Goal A ::
Report every line in the entries below that contains the string "tank", treating uppercase and lowercase as different.

Extract ::
4.3. All documentary evidence submitted to the Arbitral Tribunal shall be deemed authentic and complete, including evidence submitted in the form of copies, unless a Party disputes its authenticity or completeness.

4.4. On or before the date mentioned in § 1,6 (c) supra, the Parties shall jointly provide the Arbitral Tribunal with a Joint Chronological Index of all the documentary evidence submitted by the Parties in the course of this arbitration.

4.5. The Arbitral Tribunal may, upon a specific and precise motion made by one Party, instruct the Parties to file any documentary evidence in their possession or under their control, which the Tribunal will deem relevant. Any such motion shall identify the document(s) with a reasonable degree of specificity and shall establish the relevance of the document(s) for the settlement of the dispute. The Tribunal shall draw inference as it shall deem appropriate, taking all prevailing circumstances into account, in case any Party fails to proceed with the filing as instructed.

4.6. If documentary evidence which a Party is directed by the Arbitral Tribunal to file contains proprietary information or trade secrets, that Party shall so indicate to the Tribunal and to the other Parties. In that case, the Arbitral Tribunal shall determine, after consultation with the Parties, the appropriate measures to be implemented in order to respect the proprietary nature of the information while, to the extent possible, allowing the production of such evidence for the purpose of the arbitral proceedings.

A block of data ::
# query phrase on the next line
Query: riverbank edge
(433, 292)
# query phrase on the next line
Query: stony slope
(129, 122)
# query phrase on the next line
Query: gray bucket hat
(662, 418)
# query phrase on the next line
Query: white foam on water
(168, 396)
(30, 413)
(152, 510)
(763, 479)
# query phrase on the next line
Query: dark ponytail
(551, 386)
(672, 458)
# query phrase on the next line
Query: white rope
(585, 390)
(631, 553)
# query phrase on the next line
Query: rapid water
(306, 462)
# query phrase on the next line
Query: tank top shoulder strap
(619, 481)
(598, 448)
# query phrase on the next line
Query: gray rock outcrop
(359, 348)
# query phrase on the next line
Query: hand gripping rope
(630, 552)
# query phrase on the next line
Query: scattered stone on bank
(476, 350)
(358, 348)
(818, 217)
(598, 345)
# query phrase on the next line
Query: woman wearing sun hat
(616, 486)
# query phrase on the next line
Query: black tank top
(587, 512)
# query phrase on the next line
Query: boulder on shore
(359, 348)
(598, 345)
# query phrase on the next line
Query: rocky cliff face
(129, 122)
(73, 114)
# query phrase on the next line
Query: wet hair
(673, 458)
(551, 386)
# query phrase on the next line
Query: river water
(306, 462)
==
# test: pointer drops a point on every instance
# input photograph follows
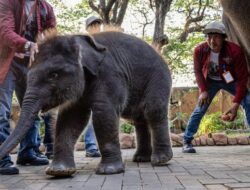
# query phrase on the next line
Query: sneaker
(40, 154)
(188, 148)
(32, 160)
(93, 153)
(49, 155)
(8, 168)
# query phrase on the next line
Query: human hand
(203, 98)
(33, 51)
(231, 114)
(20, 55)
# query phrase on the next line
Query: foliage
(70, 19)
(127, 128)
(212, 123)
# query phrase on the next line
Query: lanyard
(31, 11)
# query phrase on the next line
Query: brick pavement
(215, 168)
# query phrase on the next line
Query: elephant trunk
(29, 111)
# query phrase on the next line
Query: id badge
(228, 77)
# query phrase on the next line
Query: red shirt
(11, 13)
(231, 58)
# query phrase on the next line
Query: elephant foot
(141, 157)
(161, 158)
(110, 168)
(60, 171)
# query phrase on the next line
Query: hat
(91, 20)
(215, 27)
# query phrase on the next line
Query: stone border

Goal B ::
Write the next part of the arbitration rules on documentary evidence, starting after their final sentence.

Final answer A ::
Query: tank top shoulder strap
Query: black tank top

Final answer B ::
4.7. The use of demonstrative exhibits (such as charts, tabulations, etc.) is allowed at the Witness Hearing and the Hearing for Oral Presentation, provided that no new evidence is contained therein. Each Party shall number its demonstrative exhibits consecutively ("C-demo...", "R-demo..."). A hard copy of any such exhibit shall simultaneously be provided by the Party submitting such exhibit to the other Party and to each member of the Tribunal.

5. Evidence of Fact Witnesses

5.1. If a Party wishes to adduce evidence by witnesses / experts in respect of its contentions, it shall so indicate in the submissions mentioned [above]. If a Party intends to adduce testimonial evidence, it shall submit written Witness Statements / Expert Reports together with the above-mentioned submissions, in accordance with the provisions of this Section.

5.2. Parties are at liberty to submit additional and / or responsive Witness Statements and / or Expert Reports on or before the date mentioned [above].

5.3. Any person may be a witness, including a Party's officer or director.

5.4. Each Witness Statement shall:

(a) contain the name and address of the witness, his or her relationship to any of the Parties (if any), and a description of his or her qualifications;

(b) contain the evidence that the Party presents of that witness;

(c) contain appropriate captions or internal references indicating with reasonable specificity the factual and legal issues to which it is relevant;

(d) be signed by the witness and give the date and place of signature.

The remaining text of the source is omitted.